Provided passage:
SMYTH, Henry DeWolf. "Atomic Energy for Military Purposes". Being the entire issue for October, 1945, of Reviews of Modern Physics, pp 351-491. Original printed wrapper. Good copy. $125 Formerly the copy of Al Wattenberg, a present-at-the-creation physicist under the stands at Chicago in 1942 (as we read from University of Illinois/Urbana):
In 1941, Al was close to finishing his PhD but the war effort intervened. Fermi invited Al to join his group, studying the fission of uranium. The group included Herb Anderson, Bernard Feld, Walter Zinn, and Leo Szilard. As a young and talented instrumentalist, Al learned to use Geiger counters, served as a draftsman and a machinist, and maintained and built photon and neutron detectors. Herb Anderson trained Al to make neutron sources and, after 1943, Al made and maintained all the radium and beryllium sources for the entire Manhattan Project. He also worked with Fermi on measuring the neutron activity in the uranium graphite structure. It was here that Al observed Fermi’s enormous thoroughness and redundancy in experimental work, an example that affected Al’s approach to experiments for the rest of his life.
In 1942, the group moved from New York to the University of Chicago. They made quick progress in controlled fission, working 18-hour days, while learning about the theory of chain reactions at lectures given by Fermi. The construction of the first pile started on November 16, 1942. On December 2, 1942, the group obtained the first controlled nuclear chain reaction. Eugene Wigner presented Fermi with a bottle of Chianti, which everybody present signed. As a young member of the group, Al cleaned up after the event—and kept the historical bottle until 1980, when he donated it to Argonne National Laboratory.

Entries provided:
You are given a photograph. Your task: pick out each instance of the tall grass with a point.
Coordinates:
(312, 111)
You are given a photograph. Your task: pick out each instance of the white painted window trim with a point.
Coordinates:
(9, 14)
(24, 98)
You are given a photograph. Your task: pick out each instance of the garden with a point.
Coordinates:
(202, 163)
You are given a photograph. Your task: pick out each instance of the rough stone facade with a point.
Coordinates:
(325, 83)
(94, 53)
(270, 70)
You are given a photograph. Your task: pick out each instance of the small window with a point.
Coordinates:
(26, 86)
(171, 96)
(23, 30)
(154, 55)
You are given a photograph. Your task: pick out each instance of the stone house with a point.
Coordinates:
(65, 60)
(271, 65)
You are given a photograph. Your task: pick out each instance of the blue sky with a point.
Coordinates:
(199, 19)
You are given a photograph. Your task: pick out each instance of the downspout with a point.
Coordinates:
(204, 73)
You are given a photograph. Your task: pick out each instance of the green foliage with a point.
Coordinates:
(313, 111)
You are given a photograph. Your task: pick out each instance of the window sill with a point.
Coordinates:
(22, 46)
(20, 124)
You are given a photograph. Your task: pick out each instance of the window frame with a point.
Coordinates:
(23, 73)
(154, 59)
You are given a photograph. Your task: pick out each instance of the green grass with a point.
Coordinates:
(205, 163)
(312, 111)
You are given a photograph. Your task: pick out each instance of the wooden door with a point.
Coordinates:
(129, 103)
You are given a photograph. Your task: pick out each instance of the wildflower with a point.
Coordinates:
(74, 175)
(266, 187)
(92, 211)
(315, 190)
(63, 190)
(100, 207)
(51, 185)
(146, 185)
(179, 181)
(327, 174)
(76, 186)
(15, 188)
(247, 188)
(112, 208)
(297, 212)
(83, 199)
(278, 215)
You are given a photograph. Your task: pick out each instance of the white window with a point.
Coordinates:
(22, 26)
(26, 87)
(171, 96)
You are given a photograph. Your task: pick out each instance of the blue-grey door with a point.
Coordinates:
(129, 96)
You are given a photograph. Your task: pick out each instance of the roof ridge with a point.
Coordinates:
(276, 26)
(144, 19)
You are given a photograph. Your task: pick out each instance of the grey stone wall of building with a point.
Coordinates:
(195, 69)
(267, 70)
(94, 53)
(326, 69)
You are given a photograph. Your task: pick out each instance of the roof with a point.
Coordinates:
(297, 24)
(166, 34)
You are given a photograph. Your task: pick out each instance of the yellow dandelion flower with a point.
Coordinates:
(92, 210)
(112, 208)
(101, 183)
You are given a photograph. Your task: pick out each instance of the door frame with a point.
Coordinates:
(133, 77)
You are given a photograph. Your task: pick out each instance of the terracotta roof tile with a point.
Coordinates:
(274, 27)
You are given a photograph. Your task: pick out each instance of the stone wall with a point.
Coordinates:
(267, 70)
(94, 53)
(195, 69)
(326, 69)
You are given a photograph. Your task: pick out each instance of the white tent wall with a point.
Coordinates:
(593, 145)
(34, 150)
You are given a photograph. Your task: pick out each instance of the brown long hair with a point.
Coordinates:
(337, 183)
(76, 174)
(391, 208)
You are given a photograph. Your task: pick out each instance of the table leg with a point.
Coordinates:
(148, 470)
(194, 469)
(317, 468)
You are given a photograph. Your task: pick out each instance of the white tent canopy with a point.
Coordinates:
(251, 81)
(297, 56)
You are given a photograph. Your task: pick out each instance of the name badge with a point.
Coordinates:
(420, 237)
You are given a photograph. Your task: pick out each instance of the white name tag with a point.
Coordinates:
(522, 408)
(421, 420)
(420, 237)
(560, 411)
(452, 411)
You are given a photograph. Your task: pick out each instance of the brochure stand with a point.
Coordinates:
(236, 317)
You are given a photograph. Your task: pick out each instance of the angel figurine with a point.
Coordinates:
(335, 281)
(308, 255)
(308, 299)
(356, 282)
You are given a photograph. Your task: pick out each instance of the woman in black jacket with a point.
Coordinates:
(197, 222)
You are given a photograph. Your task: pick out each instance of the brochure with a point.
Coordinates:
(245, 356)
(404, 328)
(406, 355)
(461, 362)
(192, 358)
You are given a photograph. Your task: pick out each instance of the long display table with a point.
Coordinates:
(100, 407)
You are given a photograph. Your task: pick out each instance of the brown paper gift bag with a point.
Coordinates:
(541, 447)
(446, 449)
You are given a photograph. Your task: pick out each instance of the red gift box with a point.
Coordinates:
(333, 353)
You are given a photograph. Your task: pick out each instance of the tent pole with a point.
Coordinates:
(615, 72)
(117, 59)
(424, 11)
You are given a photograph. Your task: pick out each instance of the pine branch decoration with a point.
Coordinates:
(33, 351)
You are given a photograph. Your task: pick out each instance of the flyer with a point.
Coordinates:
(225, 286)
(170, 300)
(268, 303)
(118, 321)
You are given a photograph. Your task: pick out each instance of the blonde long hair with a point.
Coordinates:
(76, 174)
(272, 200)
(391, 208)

Study questions:
(1) Name every person mentioned in the listing, in the order each first appears.
(2) Rewrite the stretch of the listing from "In 1942, the" through "Argonne National Laboratory.", swapping "Chianti" for "red wine".
Work from the listing alone, with no outside sources.

Responses in order:
(1) Henry DeWolf Smyth, Al Wattenberg, Fermi, Herb Anderson, Bernard Feld, Walter Zinn, Leo Szilard, Eugene Wigner

(2)
In 1942, the group moved from New York to the University of Chicago. They made quick progress in controlled fission, working 18-hour days, while learning about the theory of chain reactions at lectures given by Fermi. The construction of the first pile started on November 16, 1942. On December 2, 1942, the group obtained the first controlled nuclear chain reaction. Eugene Wigner presented Fermi with a bottle of red wine, which everybody present signed. As a young member of the group, Al cleaned up after the event—and kept the historical bottle until 1980, when he donated it to Argonne National Laboratory.